Output, exactly as written, the lines of the data below from the one containing "wing in the picture above." to the end.

DATASET ENTRIES Block Start

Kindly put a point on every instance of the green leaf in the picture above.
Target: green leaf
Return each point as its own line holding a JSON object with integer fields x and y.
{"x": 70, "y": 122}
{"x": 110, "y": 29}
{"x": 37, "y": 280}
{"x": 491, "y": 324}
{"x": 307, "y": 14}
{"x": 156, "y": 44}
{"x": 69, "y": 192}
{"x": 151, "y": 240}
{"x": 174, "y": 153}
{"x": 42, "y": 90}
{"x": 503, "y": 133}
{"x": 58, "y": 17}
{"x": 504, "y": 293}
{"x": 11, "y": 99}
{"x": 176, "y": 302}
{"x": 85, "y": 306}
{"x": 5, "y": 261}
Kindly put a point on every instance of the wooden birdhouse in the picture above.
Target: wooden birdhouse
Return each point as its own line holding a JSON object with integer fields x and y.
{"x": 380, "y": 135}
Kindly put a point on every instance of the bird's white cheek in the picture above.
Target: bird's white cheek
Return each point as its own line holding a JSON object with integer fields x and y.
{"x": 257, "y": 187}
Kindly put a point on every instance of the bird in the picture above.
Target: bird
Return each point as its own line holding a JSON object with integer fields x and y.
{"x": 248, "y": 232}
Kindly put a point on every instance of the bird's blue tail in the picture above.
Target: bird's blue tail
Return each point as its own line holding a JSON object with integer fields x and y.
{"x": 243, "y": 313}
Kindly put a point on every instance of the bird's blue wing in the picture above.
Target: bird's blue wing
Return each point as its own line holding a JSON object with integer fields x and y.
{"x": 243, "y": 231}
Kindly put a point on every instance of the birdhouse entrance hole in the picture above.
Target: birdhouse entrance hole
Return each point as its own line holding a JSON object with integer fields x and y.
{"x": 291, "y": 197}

DATASET ENTRIES Block End

# OUTPUT OF THE EXERCISE
Kindly put a point on every instance of the bird's blue wing in the picture above.
Target: bird's blue wing
Return each point as its own line holding a JSON object with integer fields x and y.
{"x": 243, "y": 231}
Kindly put a point on every instance of the birdhouse entrance hole in the picture above.
Target: birdhouse entrance hole
Return each point as its own line holding a JSON object with integer fields x and y.
{"x": 291, "y": 197}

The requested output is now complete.